- _Objective_
Give the data below again, word for word.

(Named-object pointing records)
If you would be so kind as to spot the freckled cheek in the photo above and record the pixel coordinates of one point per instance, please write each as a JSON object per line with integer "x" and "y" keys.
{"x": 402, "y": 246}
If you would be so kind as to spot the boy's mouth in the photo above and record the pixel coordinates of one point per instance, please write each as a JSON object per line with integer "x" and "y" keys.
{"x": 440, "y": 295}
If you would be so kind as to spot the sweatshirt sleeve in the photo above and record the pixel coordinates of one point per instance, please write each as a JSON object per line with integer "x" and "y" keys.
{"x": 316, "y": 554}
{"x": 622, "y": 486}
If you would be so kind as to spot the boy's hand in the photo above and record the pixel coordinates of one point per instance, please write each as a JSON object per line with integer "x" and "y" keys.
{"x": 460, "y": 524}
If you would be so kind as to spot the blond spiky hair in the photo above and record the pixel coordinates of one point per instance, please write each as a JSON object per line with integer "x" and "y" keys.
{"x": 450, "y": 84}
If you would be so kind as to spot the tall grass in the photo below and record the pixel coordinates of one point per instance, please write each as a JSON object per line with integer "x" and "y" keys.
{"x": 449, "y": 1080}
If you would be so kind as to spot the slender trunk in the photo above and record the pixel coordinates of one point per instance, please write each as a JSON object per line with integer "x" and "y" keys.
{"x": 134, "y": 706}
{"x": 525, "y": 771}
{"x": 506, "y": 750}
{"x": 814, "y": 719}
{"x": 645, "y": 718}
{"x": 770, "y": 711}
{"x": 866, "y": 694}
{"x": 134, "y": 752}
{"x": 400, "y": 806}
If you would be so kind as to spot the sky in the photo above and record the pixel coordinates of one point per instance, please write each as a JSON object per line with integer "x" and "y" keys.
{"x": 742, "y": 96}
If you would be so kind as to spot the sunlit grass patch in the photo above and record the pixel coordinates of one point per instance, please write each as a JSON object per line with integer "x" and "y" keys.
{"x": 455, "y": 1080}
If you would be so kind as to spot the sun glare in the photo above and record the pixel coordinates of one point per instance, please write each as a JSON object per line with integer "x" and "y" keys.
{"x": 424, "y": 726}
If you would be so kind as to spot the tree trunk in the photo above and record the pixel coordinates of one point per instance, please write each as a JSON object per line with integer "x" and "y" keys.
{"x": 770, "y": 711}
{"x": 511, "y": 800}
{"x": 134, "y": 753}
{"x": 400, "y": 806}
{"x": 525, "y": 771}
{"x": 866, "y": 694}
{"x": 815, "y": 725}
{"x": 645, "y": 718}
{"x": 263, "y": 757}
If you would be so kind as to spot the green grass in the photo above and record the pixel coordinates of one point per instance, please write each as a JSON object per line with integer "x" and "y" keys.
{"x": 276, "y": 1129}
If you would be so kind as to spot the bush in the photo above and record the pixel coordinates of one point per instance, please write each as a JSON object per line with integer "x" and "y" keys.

- _Exercise response_
If you would be so kind as to spot the freckled cheek in the photo above and record the pixel coordinates of one point per instance, please write each as a JSON object per line with integer "x" and "y" keys.
{"x": 402, "y": 246}
If you would be so kind as to spot the boy's mouth in the photo above and record the pixel coordinates of one point per instance, please write each as a JSON object per line with integer "x" and "y" keys.
{"x": 440, "y": 295}
If you would be so kind as to spot the sweatshirt sleeve in the photo above and record the pixel coordinates of one point per instance, please write each as a JSON object per line with integer "x" and "y" keys.
{"x": 316, "y": 554}
{"x": 622, "y": 486}
If you would be so kind as to spot the boy's hand in the photo above and record the pixel coordinates of one point per instance, please write each as a JSON object per line with integer "x" and "y" keys.
{"x": 460, "y": 524}
If you would be so kind as to spot the blond spiky hair in the photo above and record the pixel coordinates of one point per instance, please write each as a JSON object per line with integer "x" and "y" keys.
{"x": 450, "y": 84}
If you would be so kind as to spot the tall grass in the photo below and record the pixel coordinates of one point per instance, please write each as a JSON object per line with integer "x" and "y" keys.
{"x": 449, "y": 1080}
If you would be so kind as to spot the slender trunk in the photo above and record the pixel coordinates of one point per instance, please write each as a JSON object per line with integer "x" and "y" keys.
{"x": 134, "y": 706}
{"x": 525, "y": 771}
{"x": 506, "y": 750}
{"x": 814, "y": 719}
{"x": 645, "y": 718}
{"x": 770, "y": 711}
{"x": 866, "y": 694}
{"x": 134, "y": 752}
{"x": 400, "y": 806}
If you would be so kind as to spot the sky in the photo above and record the pixel coordinates of one point per instance, please write each as a JSON object per line with integer "x" and "y" keys.
{"x": 742, "y": 96}
If you would be so kind as to spot the sunlit grass patch in the photo above and record the pixel coordinates of one point per instance, please write each as a JSON object per line with integer "x" and "y" keys.
{"x": 455, "y": 1080}
If you would be so kind as to spot the sun glare in the photo above and record the pixel coordinates of one point per instance, please write each as a JSON object per line with integer "x" and "y" keys.
{"x": 424, "y": 726}
If you would be so kind as to spot the tree trunk in the photo above and record the pixel coordinates of one point per instance, please write each as a JSON object per line with integer "x" and "y" keys.
{"x": 770, "y": 711}
{"x": 511, "y": 800}
{"x": 134, "y": 753}
{"x": 400, "y": 806}
{"x": 525, "y": 771}
{"x": 866, "y": 694}
{"x": 815, "y": 725}
{"x": 645, "y": 718}
{"x": 263, "y": 757}
If you would be so kind as to spot the green grass in the photo above and record the pixel coordinates of one point per instance, please write each as a JSON object per line with integer "x" and "y" keys.
{"x": 276, "y": 1129}
If you would be so kind as to spot the bush in the photo above and record the pixel coordinates of one point per instance, please write each as a JSON object per line with integer "x" and "y" keys.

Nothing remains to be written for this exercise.